Text segment:
Housing Element Could Head To Santa Monica City Council By End Of The Year

Posted Nov. 4, 2013, 9:08 am

Parimal M. Rohit / Staff Writer

A document outlining the next eight years of housing development, improvement, and preservation could be headed to the Santa Monica City Council before 2013 comes to end.

Planning commissioners are expected to vote this Wednesday whether to recommend the 2013-2021 Housing Element to the City Council. If the Planning Commission gives the thumbs up, the City Council will hold an adoption hearing Dec. 10.

According to City staff, every municipality in the State is required to provide an updated Housing Element “within a specified timeframe.”

“State Housing Element law requires that each City and County identify and analyze existing and projected housing needs within their jurisdiction for the next eight years, and prepare goals, policies, programs and quantified objectives to further the development, improvement, and preservation of housing,” City staff stated.

The Housing Element serves as a key document setting forth Santa Monica’s policies and programs for housing production and maintenance to accommodate the needs of the community.

According to City Hall, the Housing Element reflects Santa Monica’s “high priority” to maintain affordable housing and programs to provide housing for members of the community with special needs.

“This Housing Element is being written at a time of uncertainty in regard to creating and retaining affordable housing. This uncertainty challenges the implementation of longstanding programs and objectives,” City staff stated. “During the economic boom at the turn of this century, market forces and rental vacancy decontrol substantially eroded affordability for many lower and middle income households in Santa Monica, reducing opportunities for those employed in the City to find local housing.”

List of tasks:
[1] According to the Housing Element article, on what date will the City Council hold an adoption hearing if the Planning Commission recommends the document?
[2] In the Housing Element article, what four things does State Housing Element law require each City and County to prepare?

Information provided:
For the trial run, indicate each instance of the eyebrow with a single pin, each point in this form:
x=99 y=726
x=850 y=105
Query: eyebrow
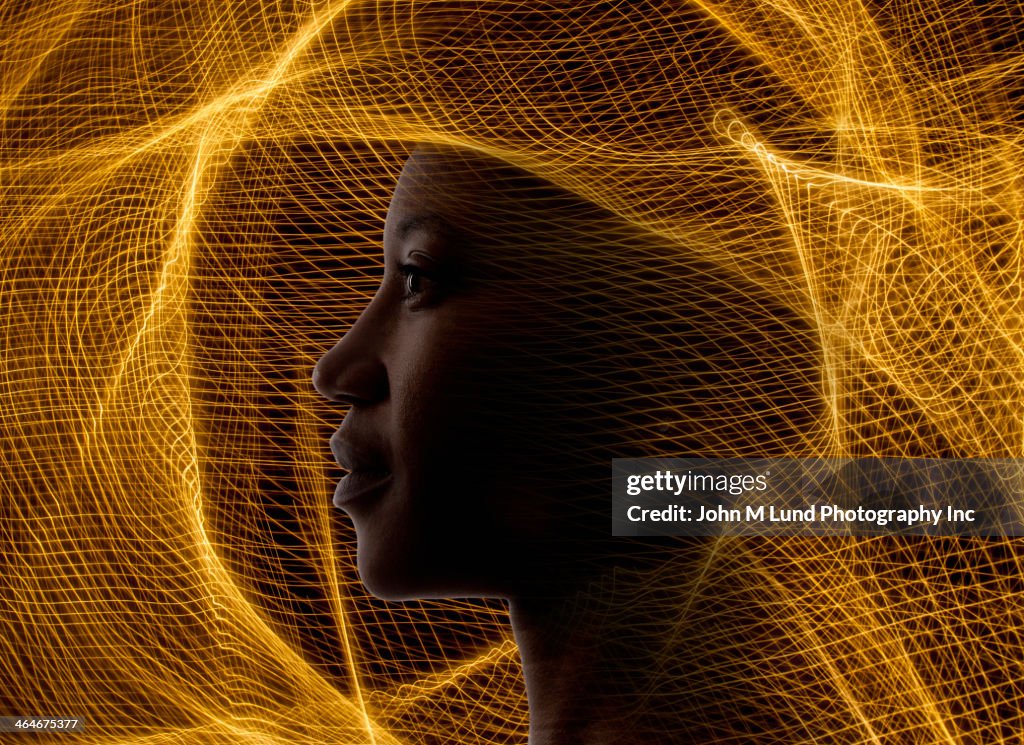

The answers:
[1] Dec. 10

[2]
- Goals
- Policies
- Programs
- Quantified objectives